Source records

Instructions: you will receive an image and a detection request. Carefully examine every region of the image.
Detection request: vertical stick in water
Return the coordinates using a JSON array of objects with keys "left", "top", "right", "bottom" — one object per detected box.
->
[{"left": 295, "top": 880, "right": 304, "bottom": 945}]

--

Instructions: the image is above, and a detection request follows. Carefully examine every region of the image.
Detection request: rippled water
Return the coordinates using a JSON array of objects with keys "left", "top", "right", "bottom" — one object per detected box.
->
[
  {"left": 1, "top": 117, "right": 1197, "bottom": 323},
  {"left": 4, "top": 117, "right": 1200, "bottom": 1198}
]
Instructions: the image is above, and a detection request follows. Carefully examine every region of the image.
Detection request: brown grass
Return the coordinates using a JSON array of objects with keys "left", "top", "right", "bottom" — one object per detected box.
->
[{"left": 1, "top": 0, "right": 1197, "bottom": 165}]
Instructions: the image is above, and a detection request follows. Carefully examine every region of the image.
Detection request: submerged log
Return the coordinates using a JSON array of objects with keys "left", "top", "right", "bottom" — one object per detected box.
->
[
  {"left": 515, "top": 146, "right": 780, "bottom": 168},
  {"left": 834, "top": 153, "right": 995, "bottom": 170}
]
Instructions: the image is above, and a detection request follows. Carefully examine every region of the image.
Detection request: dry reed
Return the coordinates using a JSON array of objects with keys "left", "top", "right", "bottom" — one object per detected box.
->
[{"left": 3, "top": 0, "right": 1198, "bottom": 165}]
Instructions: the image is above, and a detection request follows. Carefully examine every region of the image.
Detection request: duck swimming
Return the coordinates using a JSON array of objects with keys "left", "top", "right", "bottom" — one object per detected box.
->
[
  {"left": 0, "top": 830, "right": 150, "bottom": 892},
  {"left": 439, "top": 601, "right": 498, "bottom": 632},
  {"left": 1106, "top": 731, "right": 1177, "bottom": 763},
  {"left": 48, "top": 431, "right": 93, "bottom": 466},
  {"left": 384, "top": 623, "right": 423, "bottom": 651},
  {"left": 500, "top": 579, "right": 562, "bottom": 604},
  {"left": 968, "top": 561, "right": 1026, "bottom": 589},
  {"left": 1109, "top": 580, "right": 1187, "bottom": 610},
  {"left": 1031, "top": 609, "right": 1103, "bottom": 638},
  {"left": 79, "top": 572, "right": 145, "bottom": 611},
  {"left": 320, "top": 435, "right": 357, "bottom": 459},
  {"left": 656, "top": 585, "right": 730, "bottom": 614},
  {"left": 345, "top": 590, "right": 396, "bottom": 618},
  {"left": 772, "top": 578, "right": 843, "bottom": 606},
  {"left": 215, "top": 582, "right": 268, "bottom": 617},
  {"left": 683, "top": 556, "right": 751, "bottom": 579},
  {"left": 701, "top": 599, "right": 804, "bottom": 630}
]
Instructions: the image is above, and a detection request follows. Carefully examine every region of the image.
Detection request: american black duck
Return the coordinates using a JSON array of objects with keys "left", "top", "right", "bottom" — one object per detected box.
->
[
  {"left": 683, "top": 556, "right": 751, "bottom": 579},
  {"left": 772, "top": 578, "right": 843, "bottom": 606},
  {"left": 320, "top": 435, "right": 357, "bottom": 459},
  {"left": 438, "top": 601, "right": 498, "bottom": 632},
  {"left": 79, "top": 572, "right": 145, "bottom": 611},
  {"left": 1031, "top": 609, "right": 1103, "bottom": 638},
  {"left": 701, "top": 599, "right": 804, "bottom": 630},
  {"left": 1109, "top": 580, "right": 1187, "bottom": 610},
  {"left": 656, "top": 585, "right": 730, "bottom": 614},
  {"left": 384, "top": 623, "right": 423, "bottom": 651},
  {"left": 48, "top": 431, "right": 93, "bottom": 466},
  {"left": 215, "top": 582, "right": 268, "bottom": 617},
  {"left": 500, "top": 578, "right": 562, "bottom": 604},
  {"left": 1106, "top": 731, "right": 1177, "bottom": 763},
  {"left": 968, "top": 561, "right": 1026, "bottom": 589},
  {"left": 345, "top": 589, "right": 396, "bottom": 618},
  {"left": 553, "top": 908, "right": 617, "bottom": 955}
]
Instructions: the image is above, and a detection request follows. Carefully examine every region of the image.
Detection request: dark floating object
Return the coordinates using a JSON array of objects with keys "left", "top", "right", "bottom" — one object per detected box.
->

* * *

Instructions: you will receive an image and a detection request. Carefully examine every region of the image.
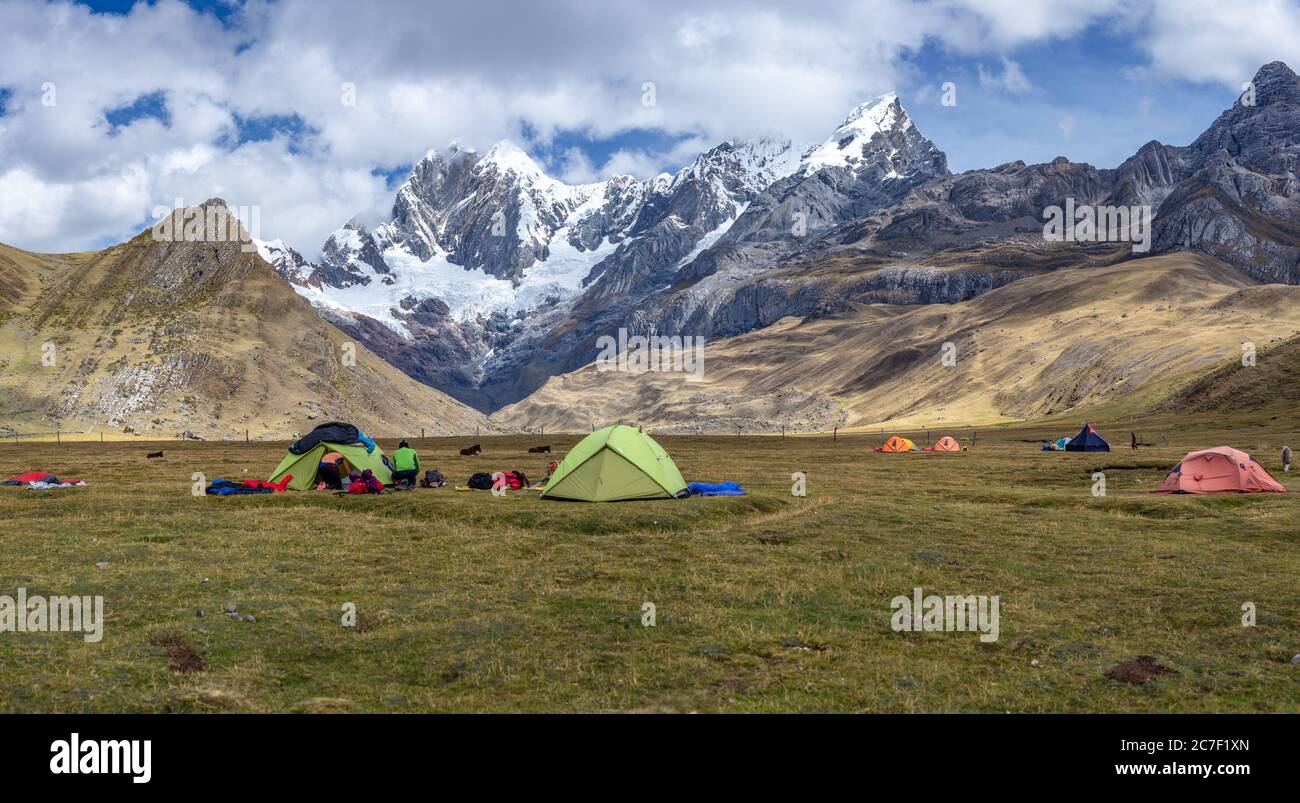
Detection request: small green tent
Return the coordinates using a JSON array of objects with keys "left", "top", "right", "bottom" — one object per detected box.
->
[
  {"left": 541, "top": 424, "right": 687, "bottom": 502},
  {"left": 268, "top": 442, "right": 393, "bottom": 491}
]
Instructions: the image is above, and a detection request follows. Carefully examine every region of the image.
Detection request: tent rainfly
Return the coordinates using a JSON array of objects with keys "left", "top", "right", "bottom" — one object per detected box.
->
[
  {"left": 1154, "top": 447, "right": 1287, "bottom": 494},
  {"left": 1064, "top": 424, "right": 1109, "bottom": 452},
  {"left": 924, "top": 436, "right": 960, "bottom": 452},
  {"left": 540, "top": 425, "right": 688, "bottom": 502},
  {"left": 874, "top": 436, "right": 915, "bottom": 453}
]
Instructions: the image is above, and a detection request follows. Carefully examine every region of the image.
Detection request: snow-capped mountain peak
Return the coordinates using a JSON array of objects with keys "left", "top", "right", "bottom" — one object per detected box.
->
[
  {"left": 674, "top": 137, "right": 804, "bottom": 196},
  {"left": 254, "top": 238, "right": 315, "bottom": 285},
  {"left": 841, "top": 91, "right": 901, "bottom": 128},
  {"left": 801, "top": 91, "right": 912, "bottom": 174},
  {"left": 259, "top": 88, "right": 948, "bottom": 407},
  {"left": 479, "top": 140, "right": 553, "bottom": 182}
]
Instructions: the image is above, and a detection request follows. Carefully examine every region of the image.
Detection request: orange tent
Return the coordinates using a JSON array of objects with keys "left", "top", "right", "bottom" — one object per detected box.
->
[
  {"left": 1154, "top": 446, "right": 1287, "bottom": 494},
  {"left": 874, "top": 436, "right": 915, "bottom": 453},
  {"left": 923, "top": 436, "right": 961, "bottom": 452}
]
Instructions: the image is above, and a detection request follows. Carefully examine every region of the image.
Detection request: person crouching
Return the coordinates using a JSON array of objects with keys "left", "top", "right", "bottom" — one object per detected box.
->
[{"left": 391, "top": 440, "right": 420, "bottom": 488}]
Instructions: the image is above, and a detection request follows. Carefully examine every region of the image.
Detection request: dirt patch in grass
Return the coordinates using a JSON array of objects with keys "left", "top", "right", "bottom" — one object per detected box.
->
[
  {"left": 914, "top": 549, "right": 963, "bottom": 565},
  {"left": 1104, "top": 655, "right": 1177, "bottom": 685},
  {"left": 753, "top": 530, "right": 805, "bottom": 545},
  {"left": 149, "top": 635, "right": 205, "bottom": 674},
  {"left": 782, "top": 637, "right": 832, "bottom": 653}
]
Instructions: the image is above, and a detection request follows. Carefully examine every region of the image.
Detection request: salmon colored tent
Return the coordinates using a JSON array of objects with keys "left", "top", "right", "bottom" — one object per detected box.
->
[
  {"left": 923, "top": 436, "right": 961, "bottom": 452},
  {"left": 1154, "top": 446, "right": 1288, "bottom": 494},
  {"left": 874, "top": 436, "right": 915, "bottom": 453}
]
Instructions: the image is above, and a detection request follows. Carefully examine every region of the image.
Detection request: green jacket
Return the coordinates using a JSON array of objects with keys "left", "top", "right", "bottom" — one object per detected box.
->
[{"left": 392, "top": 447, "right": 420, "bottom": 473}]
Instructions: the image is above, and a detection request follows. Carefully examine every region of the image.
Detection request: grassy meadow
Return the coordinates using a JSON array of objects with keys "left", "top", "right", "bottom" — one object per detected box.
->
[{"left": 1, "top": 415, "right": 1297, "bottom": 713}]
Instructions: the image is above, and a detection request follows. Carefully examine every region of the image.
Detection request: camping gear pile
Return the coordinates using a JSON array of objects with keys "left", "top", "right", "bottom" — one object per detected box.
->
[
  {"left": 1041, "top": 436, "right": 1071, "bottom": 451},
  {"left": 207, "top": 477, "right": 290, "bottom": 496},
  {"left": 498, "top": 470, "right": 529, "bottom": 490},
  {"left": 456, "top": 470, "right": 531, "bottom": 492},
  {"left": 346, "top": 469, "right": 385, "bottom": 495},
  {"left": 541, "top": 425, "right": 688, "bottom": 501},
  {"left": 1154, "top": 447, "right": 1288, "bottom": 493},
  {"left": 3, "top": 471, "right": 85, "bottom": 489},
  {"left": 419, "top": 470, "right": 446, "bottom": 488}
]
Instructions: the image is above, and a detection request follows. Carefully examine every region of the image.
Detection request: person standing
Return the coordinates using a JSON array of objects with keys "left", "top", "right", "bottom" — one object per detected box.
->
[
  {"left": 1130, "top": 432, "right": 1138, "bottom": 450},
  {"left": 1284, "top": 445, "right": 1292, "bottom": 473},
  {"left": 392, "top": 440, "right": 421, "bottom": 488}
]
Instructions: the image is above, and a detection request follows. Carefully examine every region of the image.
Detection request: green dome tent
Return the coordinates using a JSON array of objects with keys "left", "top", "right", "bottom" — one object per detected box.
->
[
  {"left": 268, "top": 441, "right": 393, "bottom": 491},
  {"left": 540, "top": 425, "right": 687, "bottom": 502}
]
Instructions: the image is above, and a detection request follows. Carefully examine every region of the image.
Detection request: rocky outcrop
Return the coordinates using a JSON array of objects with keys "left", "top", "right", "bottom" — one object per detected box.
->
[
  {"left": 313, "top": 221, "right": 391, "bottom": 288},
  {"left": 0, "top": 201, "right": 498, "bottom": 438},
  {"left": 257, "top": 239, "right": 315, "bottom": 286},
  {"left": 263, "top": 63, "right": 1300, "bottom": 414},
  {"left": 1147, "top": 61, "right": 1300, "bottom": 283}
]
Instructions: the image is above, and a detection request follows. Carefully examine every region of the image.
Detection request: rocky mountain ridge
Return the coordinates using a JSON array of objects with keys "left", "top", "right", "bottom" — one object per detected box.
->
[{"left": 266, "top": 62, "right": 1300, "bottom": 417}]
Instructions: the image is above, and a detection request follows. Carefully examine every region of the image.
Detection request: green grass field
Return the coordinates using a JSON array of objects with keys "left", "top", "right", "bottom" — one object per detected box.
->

About this task
Among the lines of the material, find those holding the word "person" and return them.

Output below
Detection request: person crouching
Detection request: person standing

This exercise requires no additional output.